Teks Artikel:
****
Gedung Merah Putih KPK (Foto: Khafidz Abdulah/Trenasia)
Nasional

Bolak-balik Diubah, Revisi UU KPK Untungkan Siapa?

  • Beberapa poin perubahan yang tercantum pada revisi UU KPK tahun 2019 meliputi pembentukan Dewan Pengawas dengan kewenangan memilih dan melantik Pimpinan KPK, pelemahan kewenangan KPK dalam penyadapan, dan pengangkatan Pegawai KPK melalui mekanisme tes wawasan kebangsaan dan tes poligraf.

Nasional

Muhammad Imam Hatami

JAKARTA - Partai PDI Perjuangan (PDIP) mengajukan rencana untuk merevisi Undang-Undang Komisi Pemberantasan Korupsi (UU KPK).  PDIP mengklaim tujuan pihaknya menggulirkan wacana ini untuk memperkuat upaya pemberantasan korupsi, kolusi, dan nepotisme (KKN) di Indonesia. 

"Sampai sekarang kita melihat nepotisme, korupsi, kolusi justru semakin merajalela. Maka sebagai sebuah ide dan gagasan, itu (revisi UU KPK) sangat membumi dan juga sangat visioner,"  terang Sekretaris Jenderal PDIP, Hasto Kristiyanto, di Jakarta.

Sebelumnya Ketua Komisi III DPR RI Bambang Wuryanto atau akrab disapa bambang pacul menggulirkan wacana revisi UU KPK yang sudah tidak mengalami perubahan selama lima tahun terakhir. 

Salah satu alasan utama yang mendorong PDIP untuk mendukung revisi ini adalah kasus korupsi besar dalam tata niaga timah yang mengakibatkan kerugian negara hingga Rp300 triliun.
****
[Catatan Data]
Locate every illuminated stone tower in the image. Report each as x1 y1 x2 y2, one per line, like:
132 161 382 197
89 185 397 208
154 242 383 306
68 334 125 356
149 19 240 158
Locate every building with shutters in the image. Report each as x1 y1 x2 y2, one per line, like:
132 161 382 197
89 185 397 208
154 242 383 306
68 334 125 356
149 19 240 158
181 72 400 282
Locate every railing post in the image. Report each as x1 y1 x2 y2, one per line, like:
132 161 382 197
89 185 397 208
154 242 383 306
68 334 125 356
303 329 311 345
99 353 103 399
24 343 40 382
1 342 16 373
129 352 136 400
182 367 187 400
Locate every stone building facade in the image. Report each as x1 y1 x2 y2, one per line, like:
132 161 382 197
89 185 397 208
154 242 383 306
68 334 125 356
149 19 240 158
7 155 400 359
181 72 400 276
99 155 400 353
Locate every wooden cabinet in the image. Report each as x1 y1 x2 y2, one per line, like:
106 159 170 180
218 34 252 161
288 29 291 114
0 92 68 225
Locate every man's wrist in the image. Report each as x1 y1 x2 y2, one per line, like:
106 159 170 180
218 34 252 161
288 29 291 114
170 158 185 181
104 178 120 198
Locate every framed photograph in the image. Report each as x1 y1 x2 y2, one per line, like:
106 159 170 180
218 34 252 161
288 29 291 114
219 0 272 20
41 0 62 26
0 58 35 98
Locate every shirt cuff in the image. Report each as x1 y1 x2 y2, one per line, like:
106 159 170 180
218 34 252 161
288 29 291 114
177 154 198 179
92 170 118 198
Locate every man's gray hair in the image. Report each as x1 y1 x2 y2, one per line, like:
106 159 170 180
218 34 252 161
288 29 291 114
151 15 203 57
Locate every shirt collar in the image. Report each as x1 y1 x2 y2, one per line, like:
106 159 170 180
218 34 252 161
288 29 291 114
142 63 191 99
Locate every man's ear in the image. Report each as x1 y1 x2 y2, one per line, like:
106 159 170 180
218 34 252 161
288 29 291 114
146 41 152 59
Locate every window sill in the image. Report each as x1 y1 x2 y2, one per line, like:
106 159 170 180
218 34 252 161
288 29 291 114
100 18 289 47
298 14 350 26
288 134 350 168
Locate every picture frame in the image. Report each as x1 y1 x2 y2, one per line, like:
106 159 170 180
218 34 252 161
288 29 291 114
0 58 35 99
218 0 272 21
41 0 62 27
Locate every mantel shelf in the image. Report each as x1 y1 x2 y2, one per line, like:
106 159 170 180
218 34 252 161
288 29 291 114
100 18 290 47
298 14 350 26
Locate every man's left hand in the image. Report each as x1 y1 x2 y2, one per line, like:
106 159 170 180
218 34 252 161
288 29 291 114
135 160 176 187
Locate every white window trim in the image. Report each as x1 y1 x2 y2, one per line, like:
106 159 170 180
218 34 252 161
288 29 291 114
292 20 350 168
****
Daftar Tugas:
1. Jawablah pertanyaan berikut berdasarkan artikel tentang revisi UU KPK.
(a) Melalui tes apa saja Pegawai KPK diangkat menurut revisi UU KPK tahun 2019?
(b) Siapa Sekretaris Jenderal PDIP yang pernyataannya dikutip?
(c) Berapa kerugian negara akibat kasus korupsi dalam tata niaga timah?
2. Ulangi baris-baris dalam catatan tanpa perubahan, mulai dari baris yang memuat "Locate every wooden" dan berhenti setelah baris yang memuat "104 178 120 198". Kedua baris batas tersebut turut disertakan.

Pembahasan Soal:
1.
(a) Melalui tes wawasan kebangsaan dan tes poligraf.
(b) Hasto Kristiyanto.
(c) Hingga Rp300 triliun.

2.
Locate every wooden cabinet in the image. Report each as x1 y1 x2 y2, one per line, like:
106 159 170 180
218 34 252 161
288 29 291 114
0 92 68 225
Locate every man's wrist in the image. Report each as x1 y1 x2 y2, one per line, like:
106 159 170 180
218 34 252 161
288 29 291 114
170 158 185 181
104 178 120 198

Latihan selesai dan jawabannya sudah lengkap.